Supplied passage:
• • • • •

How to Calculate Your Freelance Taxes in the UK
A step-by-step guide to calculating Income Tax, National Insurance, and VAT as a freelancer in the UK. Includes worked examples at different income levels.
You have finished your first year freelancing. The invoices went out, the money came in, and now you need to work out what you owe HMRC. The Self Assessment deadline is approaching and you are staring at a pile of bank statements wondering where to start.
This is the step-by-step process. No theory, no history of the tax system. Just the calculation, from revenue to final bill, with real numbers at every stage.
Step 1: Calculate your profit
Your tax bill is based on profit, not revenue. That distinction can save you thousands of pounds.
Profit is simple: everything you earned minus everything you spent to earn it.
Profit = Total Revenue - Allowable Expenses
Allowable expenses are costs that are wholly and exclusively for your business. HMRC is fairly reasonable about what counts. The common ones for freelancers:
- Software and subscriptions: design tools, project management, cloud storage
- Equipment: laptop, monitor, keyboard, desk (capital allowances apply for items over a certain value)

• • • • •

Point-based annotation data
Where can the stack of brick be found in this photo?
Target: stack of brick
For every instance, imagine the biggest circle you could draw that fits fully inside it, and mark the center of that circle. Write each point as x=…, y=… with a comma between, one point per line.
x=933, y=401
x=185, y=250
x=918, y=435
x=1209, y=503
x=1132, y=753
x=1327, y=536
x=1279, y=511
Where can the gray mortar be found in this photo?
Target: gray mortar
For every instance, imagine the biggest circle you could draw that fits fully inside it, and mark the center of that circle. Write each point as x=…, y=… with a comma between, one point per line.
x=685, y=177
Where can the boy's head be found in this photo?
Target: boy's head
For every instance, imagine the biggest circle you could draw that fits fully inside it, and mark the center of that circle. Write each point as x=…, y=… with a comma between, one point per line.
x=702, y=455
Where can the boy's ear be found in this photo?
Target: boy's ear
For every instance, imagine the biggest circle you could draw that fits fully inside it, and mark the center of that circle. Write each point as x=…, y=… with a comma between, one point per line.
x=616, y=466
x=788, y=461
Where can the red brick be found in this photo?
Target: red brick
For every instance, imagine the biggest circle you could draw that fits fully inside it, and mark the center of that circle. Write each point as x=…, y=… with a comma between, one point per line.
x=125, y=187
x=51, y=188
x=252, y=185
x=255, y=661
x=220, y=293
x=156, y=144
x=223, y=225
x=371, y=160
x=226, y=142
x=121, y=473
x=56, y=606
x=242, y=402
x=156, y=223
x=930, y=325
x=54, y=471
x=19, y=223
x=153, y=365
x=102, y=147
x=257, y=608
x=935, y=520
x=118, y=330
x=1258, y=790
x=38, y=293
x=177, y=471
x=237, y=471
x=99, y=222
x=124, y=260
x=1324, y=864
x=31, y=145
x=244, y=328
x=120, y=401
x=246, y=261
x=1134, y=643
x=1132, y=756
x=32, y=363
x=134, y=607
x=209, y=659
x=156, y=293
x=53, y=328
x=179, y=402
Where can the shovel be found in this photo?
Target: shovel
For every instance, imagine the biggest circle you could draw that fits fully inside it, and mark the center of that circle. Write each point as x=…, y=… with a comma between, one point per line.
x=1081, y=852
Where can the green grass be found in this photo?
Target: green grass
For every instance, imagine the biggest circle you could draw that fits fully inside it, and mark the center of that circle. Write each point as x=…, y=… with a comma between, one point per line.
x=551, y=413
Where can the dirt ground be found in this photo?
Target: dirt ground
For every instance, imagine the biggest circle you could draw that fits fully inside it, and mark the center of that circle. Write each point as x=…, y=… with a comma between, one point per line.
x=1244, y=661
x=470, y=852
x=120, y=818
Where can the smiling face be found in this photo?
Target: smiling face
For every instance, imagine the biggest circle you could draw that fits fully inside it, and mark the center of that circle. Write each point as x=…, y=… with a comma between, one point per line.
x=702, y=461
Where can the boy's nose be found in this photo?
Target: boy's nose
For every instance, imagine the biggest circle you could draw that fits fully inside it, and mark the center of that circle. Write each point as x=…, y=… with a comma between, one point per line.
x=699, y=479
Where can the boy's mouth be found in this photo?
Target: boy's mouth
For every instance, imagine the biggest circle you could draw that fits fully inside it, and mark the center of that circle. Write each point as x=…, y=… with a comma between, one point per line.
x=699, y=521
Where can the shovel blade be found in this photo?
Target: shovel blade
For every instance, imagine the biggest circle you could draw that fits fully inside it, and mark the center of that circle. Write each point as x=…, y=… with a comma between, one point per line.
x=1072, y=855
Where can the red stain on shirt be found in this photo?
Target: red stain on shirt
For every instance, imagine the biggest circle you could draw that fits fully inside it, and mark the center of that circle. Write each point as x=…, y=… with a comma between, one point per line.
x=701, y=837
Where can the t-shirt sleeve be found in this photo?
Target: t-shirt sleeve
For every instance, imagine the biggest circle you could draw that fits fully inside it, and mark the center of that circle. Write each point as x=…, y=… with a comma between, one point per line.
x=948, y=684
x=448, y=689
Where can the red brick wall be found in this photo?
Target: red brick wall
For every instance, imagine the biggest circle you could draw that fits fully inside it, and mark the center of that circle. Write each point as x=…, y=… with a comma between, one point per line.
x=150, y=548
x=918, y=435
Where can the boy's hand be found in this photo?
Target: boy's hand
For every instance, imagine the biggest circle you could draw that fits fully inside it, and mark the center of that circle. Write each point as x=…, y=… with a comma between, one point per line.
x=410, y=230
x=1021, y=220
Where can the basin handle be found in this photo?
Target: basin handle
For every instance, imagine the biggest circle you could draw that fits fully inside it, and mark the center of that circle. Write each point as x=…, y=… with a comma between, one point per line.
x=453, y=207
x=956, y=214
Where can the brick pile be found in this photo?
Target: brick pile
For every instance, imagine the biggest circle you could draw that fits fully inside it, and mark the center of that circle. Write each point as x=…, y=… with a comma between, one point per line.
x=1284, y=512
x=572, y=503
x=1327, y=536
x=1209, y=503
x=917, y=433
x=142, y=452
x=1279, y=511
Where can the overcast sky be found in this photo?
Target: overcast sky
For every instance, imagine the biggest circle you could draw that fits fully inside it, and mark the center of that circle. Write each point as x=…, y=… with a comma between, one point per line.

• • • • •

Objective:
Return the portion of the UK freelance tax guide between "How to Calculate" and "thousands of pounds.", inclusive, word for word. This data was taken from a separate source unrelated to the UK freelance tax guide.

Expected answer:
How to Calculate Your Freelance Taxes in the UK
A step-by-step guide to calculating Income Tax, National Insurance, and VAT as a freelancer in the UK. Includes worked examples at different income levels.
You have finished your first year freelancing. The invoices went out, the money came in, and now you need to work out what you owe HMRC. The Self Assessment deadline is approaching and you are staring at a pile of bank statements wondering where to start.
This is the step-by-step process. No theory, no history of the tax system. Just the calculation, from revenue to final bill, with real numbers at every stage.
Step 1: Calculate your profit
Your tax bill is based on profit, not revenue. That distinction can save you thousands of pounds.